= Direction =
Copy the records below word for word, all of them, but leave out the pictures.

╭─ Extracted data

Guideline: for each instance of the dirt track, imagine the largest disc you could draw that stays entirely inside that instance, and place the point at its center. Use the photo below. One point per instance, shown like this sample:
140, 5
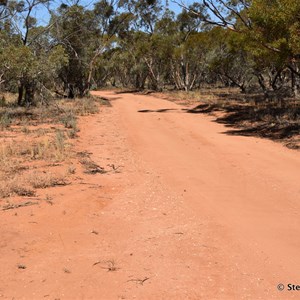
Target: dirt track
189, 213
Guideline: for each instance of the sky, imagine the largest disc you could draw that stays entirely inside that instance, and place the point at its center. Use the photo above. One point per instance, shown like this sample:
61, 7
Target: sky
43, 16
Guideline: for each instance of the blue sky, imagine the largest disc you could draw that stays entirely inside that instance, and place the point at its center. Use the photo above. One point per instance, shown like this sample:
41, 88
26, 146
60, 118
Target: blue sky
43, 16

╰─

= Solved problem =
Guideline: for each instance of the dirt track, imagine the largest disc you could draw that stays entirely inside that instance, and place the point at its center. Use the photo below. One point per instance, shown like this sample:
140, 5
Target: dirt track
189, 213
Guideline: for each instance of the sky, imagine the largest disc you could draw that stays entirely inside that instance, and place the point at its center. Use the photo above. One point per instance, shown like this sample:
61, 7
Target: sky
43, 16
Guideline: for each instance of the blue sky, imagine the largest disc you could draw that stays entirely inside that instance, and place the point at its center. Use the photo above. One point per instance, shown like this sample:
41, 88
26, 146
60, 118
Target: blue sky
43, 16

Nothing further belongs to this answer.